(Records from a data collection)
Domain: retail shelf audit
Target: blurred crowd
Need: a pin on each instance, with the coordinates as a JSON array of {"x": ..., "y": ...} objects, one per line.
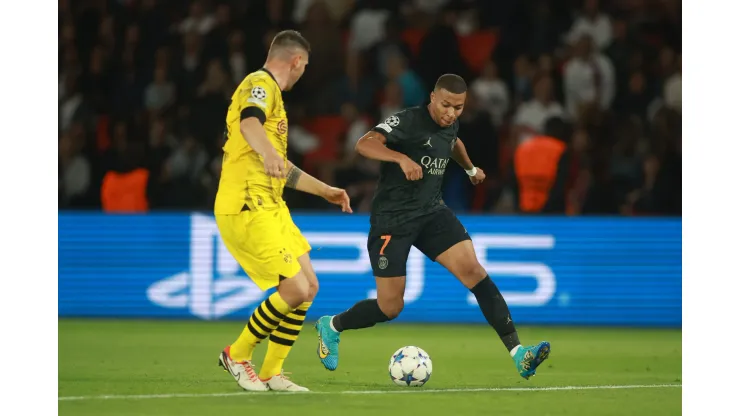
[{"x": 144, "y": 86}]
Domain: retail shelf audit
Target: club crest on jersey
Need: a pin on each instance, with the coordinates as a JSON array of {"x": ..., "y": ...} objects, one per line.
[
  {"x": 287, "y": 257},
  {"x": 434, "y": 165},
  {"x": 382, "y": 262},
  {"x": 392, "y": 121},
  {"x": 259, "y": 93}
]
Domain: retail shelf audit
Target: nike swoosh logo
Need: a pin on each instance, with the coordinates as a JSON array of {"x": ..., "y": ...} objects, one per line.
[
  {"x": 323, "y": 351},
  {"x": 228, "y": 366}
]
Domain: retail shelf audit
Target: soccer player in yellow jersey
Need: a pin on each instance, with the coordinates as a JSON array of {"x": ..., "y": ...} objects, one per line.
[{"x": 254, "y": 221}]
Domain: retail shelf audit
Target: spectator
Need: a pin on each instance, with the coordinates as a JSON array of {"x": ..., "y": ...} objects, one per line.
[
  {"x": 672, "y": 89},
  {"x": 353, "y": 86},
  {"x": 412, "y": 88},
  {"x": 622, "y": 106},
  {"x": 491, "y": 92},
  {"x": 236, "y": 57},
  {"x": 390, "y": 46},
  {"x": 300, "y": 140},
  {"x": 589, "y": 79},
  {"x": 531, "y": 116},
  {"x": 159, "y": 94},
  {"x": 198, "y": 20},
  {"x": 593, "y": 23},
  {"x": 326, "y": 48},
  {"x": 523, "y": 75},
  {"x": 392, "y": 100},
  {"x": 74, "y": 173}
]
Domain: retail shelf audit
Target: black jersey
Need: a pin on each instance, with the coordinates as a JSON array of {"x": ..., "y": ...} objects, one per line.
[{"x": 414, "y": 133}]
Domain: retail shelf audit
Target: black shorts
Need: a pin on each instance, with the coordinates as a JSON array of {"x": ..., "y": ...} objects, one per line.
[{"x": 432, "y": 234}]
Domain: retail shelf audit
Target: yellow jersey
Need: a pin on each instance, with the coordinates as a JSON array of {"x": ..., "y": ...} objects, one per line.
[{"x": 243, "y": 177}]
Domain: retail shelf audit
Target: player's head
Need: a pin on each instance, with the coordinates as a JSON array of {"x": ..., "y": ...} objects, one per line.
[
  {"x": 448, "y": 99},
  {"x": 292, "y": 49}
]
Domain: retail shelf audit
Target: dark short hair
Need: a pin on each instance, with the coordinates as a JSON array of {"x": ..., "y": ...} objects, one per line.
[
  {"x": 290, "y": 39},
  {"x": 557, "y": 127},
  {"x": 452, "y": 83}
]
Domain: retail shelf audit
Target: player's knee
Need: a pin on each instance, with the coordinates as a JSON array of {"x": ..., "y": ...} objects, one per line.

= WHAT YOU HAVE TO DO =
Leave out all images, then reproduce the entries above exactly.

= RESPONSE TO THE TASK =
Domain: retail shelf audit
Target: blurred crowd
Need: a pin on each instance, with the coordinates as a JSON array of {"x": ..., "y": ...} objects, one per line.
[{"x": 144, "y": 86}]
Domain: retail shelf audit
Target: club crest on jersey
Need: a pin on each instance, with the coordinates as a JSON array of {"x": ..., "y": ...} objects, one per line.
[
  {"x": 287, "y": 257},
  {"x": 434, "y": 165},
  {"x": 382, "y": 262},
  {"x": 392, "y": 121},
  {"x": 259, "y": 93}
]
Domain: retail shelf audit
Target: nike swoosh logo
Need: a pin on each instance, with the coordinates as a JSON array of {"x": ..., "y": ...} objects, one per line.
[
  {"x": 323, "y": 351},
  {"x": 228, "y": 366}
]
Domain: retail shelf audit
Target: soccer player in yellow jersey
Need: a pin on each instance, with the coordinates as a JSON array of {"x": ..., "y": ...} objects, one per line.
[{"x": 254, "y": 221}]
Domain: retail shelf audit
Target: spectator
Need: a pin on each instance, with the coordinates as a JSON array of {"x": ..., "y": ...} objects, one per line.
[
  {"x": 672, "y": 89},
  {"x": 353, "y": 86},
  {"x": 412, "y": 88},
  {"x": 622, "y": 106},
  {"x": 491, "y": 92},
  {"x": 236, "y": 57},
  {"x": 390, "y": 46},
  {"x": 300, "y": 140},
  {"x": 589, "y": 79},
  {"x": 531, "y": 116},
  {"x": 159, "y": 94},
  {"x": 198, "y": 20},
  {"x": 593, "y": 23},
  {"x": 326, "y": 48},
  {"x": 523, "y": 75},
  {"x": 392, "y": 100},
  {"x": 74, "y": 173}
]
Domain: retail shelf audit
Target: black jersey
Need: a pin on each instance, with the coordinates as a JSON array of {"x": ..., "y": ...} objects, one per line.
[{"x": 414, "y": 133}]
Domain: retail shelf audit
Target: black shorts
Need: a pin on each instance, with the coordinates as a JSON array of {"x": ..., "y": ...} objects, one per line.
[{"x": 432, "y": 234}]
Domain: retail shelf audit
Target: yellow jersey
Need: a pin on each instance, with the coordinates as a JSON array of {"x": ..., "y": ...} objects, one per line.
[{"x": 243, "y": 177}]
Domain: retail shelf audit
Target: player's head
Need: a pin on each instance, with the coordinates as a JSON array of {"x": ..., "y": ...} objects, one per line.
[
  {"x": 448, "y": 99},
  {"x": 292, "y": 49}
]
Domain: retail shelf audit
Target: dark short hair
Need: a pin on each instance, with the coordinates as a JSON array of {"x": ..., "y": ...} objects, one per line.
[
  {"x": 290, "y": 39},
  {"x": 557, "y": 127},
  {"x": 452, "y": 83}
]
Domain: retail shelf audit
Target: player's knee
Need: a pin on each instance, with the coordinates as a JSON array of {"x": ..., "y": ...} objects, one per line.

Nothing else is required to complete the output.